The task: Please add 89 to every x and y coordinate in the answers, and write out again every line of the records from the line with "of the shell" through the end of the records, keeping all other text unchanged.

Dataset:

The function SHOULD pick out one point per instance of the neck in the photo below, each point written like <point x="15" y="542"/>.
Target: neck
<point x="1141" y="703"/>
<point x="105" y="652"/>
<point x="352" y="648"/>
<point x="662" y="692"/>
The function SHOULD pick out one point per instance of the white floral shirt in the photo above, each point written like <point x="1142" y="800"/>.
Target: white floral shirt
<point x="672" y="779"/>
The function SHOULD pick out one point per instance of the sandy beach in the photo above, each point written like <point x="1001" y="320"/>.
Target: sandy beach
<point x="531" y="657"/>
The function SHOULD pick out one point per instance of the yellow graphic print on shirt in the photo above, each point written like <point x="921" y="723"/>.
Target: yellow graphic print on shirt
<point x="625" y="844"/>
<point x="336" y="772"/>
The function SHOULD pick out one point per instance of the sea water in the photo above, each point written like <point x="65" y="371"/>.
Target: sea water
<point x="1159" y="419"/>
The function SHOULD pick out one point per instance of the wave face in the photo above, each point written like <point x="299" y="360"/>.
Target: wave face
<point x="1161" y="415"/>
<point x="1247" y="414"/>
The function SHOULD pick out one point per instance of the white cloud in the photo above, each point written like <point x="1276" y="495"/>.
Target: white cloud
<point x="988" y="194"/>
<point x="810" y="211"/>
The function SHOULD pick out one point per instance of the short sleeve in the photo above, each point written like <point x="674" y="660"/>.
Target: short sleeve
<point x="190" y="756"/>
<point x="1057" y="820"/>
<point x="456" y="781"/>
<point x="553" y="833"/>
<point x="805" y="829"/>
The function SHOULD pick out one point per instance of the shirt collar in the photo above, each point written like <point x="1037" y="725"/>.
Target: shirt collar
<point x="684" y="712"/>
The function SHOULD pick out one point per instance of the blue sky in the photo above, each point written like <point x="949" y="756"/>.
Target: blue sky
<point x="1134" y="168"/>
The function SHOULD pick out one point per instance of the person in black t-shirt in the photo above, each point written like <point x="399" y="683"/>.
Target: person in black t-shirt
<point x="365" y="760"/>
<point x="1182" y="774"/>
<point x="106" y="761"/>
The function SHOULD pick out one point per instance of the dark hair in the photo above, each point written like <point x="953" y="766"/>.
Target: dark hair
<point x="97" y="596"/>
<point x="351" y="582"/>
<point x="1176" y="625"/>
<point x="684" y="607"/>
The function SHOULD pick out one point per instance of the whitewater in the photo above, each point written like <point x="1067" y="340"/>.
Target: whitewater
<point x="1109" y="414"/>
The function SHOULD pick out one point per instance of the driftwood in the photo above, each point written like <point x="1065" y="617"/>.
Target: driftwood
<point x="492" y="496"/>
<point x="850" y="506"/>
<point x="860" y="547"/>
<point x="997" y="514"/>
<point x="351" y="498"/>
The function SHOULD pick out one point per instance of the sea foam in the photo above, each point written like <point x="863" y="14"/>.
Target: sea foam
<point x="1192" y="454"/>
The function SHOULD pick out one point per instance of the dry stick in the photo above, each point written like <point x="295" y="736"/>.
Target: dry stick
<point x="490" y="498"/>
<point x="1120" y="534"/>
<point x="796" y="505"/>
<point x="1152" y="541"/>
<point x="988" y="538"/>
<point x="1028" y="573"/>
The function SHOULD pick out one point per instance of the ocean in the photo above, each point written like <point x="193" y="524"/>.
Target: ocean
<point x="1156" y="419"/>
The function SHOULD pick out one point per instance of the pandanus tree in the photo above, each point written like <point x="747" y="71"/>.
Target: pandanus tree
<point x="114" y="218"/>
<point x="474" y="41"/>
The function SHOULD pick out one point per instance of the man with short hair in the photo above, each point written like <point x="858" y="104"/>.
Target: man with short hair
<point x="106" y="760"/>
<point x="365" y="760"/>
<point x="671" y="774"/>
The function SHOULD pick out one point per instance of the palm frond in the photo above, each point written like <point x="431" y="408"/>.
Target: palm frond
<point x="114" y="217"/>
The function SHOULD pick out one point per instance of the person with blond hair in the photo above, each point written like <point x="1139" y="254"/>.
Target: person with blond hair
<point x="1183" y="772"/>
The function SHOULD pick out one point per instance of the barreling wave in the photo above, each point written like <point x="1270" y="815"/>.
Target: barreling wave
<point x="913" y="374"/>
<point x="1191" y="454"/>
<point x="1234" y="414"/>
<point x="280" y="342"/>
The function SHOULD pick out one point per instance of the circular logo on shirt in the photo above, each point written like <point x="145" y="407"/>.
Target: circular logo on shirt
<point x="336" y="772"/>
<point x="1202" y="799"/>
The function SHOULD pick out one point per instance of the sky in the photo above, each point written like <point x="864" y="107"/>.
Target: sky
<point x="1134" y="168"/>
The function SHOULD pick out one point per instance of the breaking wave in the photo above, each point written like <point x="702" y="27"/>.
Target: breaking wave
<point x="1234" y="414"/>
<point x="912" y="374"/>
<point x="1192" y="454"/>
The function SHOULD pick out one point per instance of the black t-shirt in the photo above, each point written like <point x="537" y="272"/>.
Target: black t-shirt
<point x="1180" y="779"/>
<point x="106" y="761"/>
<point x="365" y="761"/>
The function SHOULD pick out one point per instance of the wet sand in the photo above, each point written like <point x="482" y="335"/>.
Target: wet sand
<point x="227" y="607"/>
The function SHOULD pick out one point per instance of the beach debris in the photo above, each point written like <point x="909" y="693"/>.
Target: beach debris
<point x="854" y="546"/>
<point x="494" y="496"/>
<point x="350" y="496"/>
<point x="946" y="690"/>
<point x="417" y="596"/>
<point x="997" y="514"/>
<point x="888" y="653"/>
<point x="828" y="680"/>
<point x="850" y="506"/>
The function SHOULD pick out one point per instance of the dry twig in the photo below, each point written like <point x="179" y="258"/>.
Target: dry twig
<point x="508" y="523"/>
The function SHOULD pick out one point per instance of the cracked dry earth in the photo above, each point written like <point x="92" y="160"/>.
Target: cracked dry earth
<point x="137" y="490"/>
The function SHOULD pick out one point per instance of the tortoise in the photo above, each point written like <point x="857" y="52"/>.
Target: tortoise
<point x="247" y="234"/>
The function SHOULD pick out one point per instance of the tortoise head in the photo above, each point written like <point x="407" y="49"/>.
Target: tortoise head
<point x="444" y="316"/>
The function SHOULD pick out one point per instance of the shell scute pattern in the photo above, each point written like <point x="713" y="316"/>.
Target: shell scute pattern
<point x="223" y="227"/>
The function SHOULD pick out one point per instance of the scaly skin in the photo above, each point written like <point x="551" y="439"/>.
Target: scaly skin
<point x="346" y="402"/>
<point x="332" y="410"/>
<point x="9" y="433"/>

Result below:
The function SHOULD pick out one point per instance of the shell scute pattern in the photo above, each point written like <point x="713" y="316"/>.
Target: shell scute pattern
<point x="312" y="316"/>
The function SHOULD pick out one point per instance of the scaly skin in the photo above, each point written like <point x="551" y="439"/>.
Target: scaly skin
<point x="435" y="491"/>
<point x="421" y="499"/>
<point x="98" y="522"/>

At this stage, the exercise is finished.